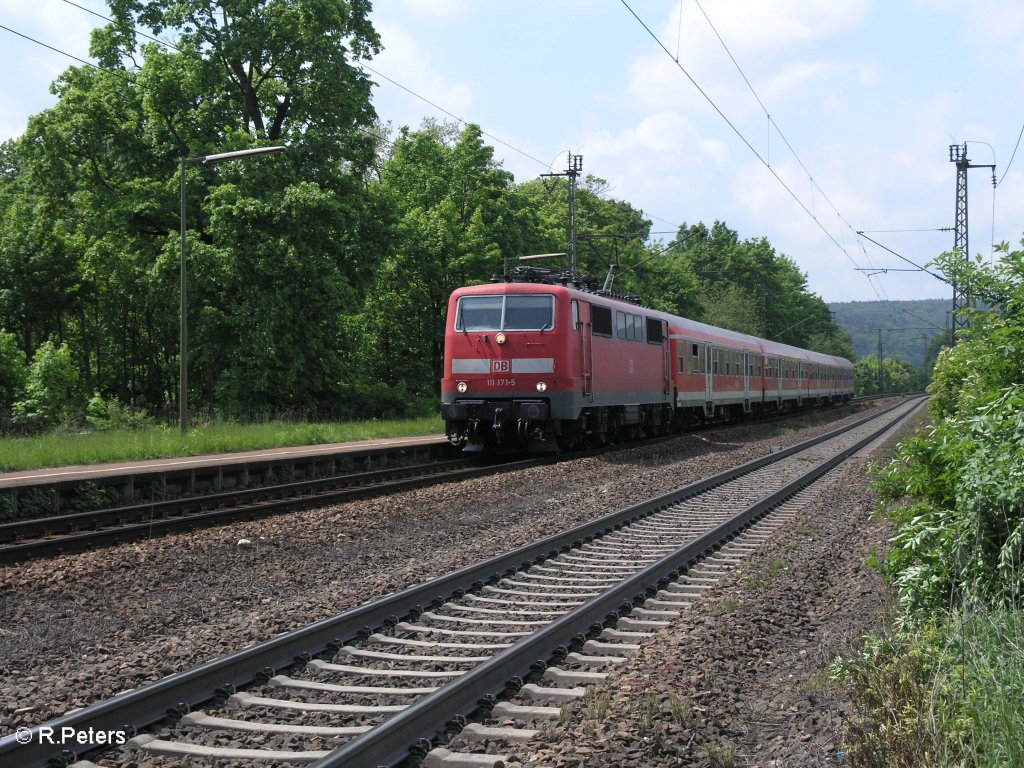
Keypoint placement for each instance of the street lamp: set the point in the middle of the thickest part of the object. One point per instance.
(183, 371)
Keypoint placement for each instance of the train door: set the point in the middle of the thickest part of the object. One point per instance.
(747, 382)
(709, 368)
(666, 360)
(581, 323)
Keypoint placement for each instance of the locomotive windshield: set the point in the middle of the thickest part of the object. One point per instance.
(524, 312)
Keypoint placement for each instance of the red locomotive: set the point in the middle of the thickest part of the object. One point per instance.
(544, 365)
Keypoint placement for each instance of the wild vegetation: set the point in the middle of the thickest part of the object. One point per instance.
(317, 278)
(944, 686)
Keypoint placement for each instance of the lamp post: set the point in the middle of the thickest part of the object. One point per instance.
(183, 371)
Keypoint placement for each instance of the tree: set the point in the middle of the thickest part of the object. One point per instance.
(456, 214)
(278, 247)
(48, 388)
(596, 214)
(11, 372)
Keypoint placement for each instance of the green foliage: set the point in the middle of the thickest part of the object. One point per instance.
(896, 376)
(456, 214)
(945, 687)
(961, 538)
(48, 388)
(12, 371)
(945, 693)
(112, 414)
(912, 330)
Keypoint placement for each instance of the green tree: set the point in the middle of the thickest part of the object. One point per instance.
(11, 372)
(278, 246)
(962, 538)
(49, 388)
(456, 214)
(608, 230)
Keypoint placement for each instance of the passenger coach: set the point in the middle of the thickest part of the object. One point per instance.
(543, 365)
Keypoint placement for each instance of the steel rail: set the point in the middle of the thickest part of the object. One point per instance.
(56, 535)
(389, 743)
(177, 693)
(156, 518)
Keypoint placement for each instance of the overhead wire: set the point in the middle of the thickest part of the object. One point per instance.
(747, 141)
(772, 123)
(1014, 155)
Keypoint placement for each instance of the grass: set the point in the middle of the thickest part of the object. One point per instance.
(945, 694)
(64, 449)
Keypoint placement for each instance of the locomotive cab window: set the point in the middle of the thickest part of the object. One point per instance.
(654, 335)
(522, 312)
(600, 317)
(529, 312)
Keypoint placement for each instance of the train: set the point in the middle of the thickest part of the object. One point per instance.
(540, 360)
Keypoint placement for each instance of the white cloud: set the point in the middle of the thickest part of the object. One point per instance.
(410, 64)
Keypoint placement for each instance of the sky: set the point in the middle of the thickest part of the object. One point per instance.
(799, 121)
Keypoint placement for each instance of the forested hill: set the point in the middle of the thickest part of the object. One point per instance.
(907, 327)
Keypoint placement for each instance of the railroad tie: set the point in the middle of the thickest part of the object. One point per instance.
(183, 749)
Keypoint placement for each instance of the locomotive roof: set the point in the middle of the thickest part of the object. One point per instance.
(676, 323)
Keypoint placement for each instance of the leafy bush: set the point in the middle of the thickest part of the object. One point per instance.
(958, 492)
(103, 414)
(11, 370)
(48, 388)
(945, 687)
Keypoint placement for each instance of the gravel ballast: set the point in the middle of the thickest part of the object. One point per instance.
(75, 630)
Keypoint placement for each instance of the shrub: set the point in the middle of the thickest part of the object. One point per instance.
(48, 388)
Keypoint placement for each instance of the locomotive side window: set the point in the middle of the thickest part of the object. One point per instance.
(600, 317)
(654, 331)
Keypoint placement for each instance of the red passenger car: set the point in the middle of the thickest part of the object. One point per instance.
(543, 365)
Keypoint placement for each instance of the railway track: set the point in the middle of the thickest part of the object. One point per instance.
(392, 678)
(66, 534)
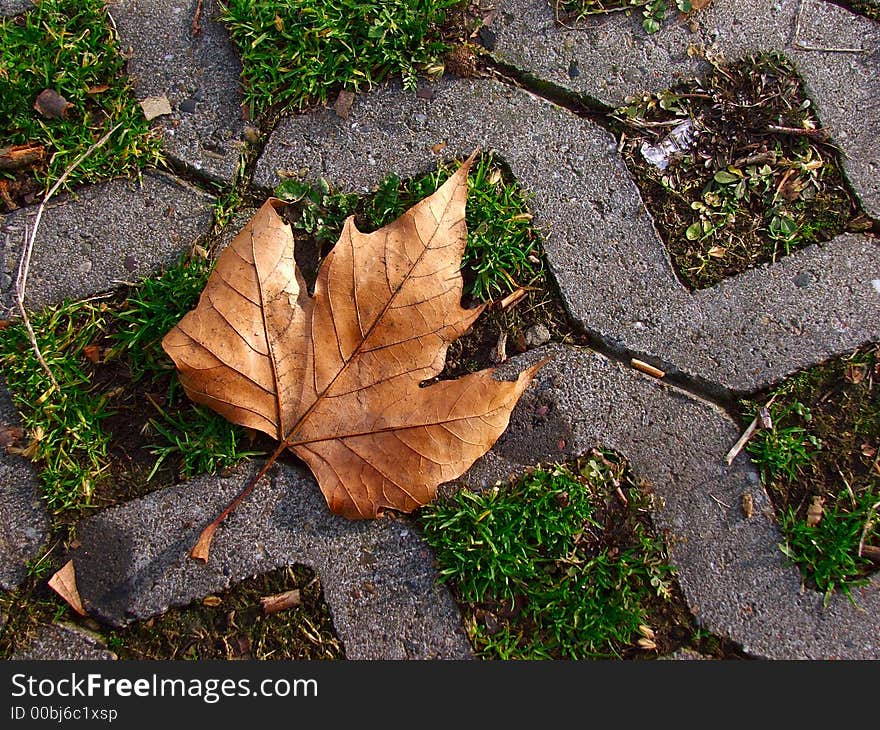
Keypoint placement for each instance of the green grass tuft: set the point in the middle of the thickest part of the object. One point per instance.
(67, 46)
(544, 569)
(501, 251)
(67, 436)
(823, 445)
(296, 52)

| Given task |
Update all of the material above by replacing every "thickest part" with "widest part" and leaving everything else unchanged. Write out the revised material without the pictures.

| Output below |
Keypoint placement for each instance of the street lamp: set the point in the middle of the widest part of the object. One point per instance.
(183, 371)
Keypoint placement for each instance of the train door: set the point in the middle of the widest part of the object. One point per instance.
(747, 382)
(709, 368)
(666, 360)
(581, 323)
Keypoint placement for each instance of the locomotive windshield: set the point in the middle of the widest part of the object. One point per instance.
(524, 312)
Keypoint placement for each instance of the red locomotive: set the point in the middle of the widest part of the object. One point per instance.
(544, 365)
Keypoint placement for each instance of the wild vegetation: set the point in the middle of the widest part of the object. One point per instance.
(317, 278)
(944, 686)
Keypoint placement for each instance of the lamp post: set the point in the middle of the widest part of the object. One point per instance.
(183, 371)
Keypoint placement for each instance of the tree: set the point in the middle of the widest part of the object. One point per instance.
(456, 214)
(278, 247)
(48, 388)
(596, 214)
(11, 372)
Keypoint placement for each instance of the green foliage: set the point in the middle of the widest part of the object. One point per instance.
(896, 376)
(456, 214)
(945, 687)
(961, 538)
(48, 388)
(12, 371)
(945, 693)
(112, 414)
(912, 330)
Keypoint placement for each instance of the green tree: set the point in the middle of the widest part of the object. One point per instance.
(11, 372)
(278, 246)
(962, 538)
(49, 388)
(456, 214)
(608, 230)
Keypoint placement for each instance of the passenger coach: set the point in the middle of the widest part of the object. One point per instance.
(543, 365)
Keypoint placement for each instance of the steel rail: set the point in the middle of the widest part of the object. One point per instance.
(56, 535)
(389, 743)
(177, 693)
(156, 518)
Keypoint placement for each instance of the overhead wire: set the point in the middle of the widest part of the object. One point per instance.
(747, 141)
(772, 123)
(1014, 155)
Keypoint placement for each instance of the grass: set the point in the middle of the widest part of the object. One point per instance.
(945, 694)
(64, 449)
Keypoint placement for each instance of the locomotive cab window: set the point in the middle of the widest part of the object. One point per instance.
(654, 335)
(522, 312)
(600, 317)
(529, 312)
Keypoint placement for each instance of the train: set the point in the middle of the widest part of the object. One point per instance.
(540, 360)
Keypoint placement for each instance of the white cloud: set the point in the middle of the widest part of the object. One point per instance.
(410, 64)
Keypoint placement for each instance of the sky: set the point in the middle of the widest part of the object. One point per instance.
(799, 121)
Keypoint placement for each instance of the forested hill: set the point in the middle of the widest part of the object. One point per instance.
(907, 327)
Keypoint placement for each instance of the railroad tie: set the point in the middle of the widest part of the object. One point per instance.
(183, 749)
Keypoint placement for each instance of the locomotive roof: set the point in the middle of the widest part of the object. One point per instance.
(676, 323)
Keypoint placement for each instance of the leafy bush: set the point in the middle of the widest part of the object. One point per instance.
(958, 492)
(103, 414)
(11, 370)
(48, 388)
(945, 687)
Keypoint placement for each instance of the gravel ballast: set the point in the middle of the widest part of the object. One point per instance.
(75, 630)
Keypoint placement for each instance of the shrub: set the point in the middle of the widest part of the object. One point per instance.
(48, 388)
Keypoint placement for each instance of the locomotive side window: set the point in the middle of the widest part of the object. One point per instance.
(600, 317)
(654, 331)
Keypoint placement for each instance of the red passenger car: set the point in the middle of the widest part of the object. One point per instance.
(543, 365)
Keypoint placement for each instance of the railway track: set the point in the middle of the widest part of the object. One point per instance.
(392, 678)
(66, 534)
Keypoint placement for each instance of the green grass tuft: set the point in the middle of the widest part of the object. One point per instance.
(67, 46)
(544, 569)
(501, 251)
(67, 436)
(823, 445)
(296, 52)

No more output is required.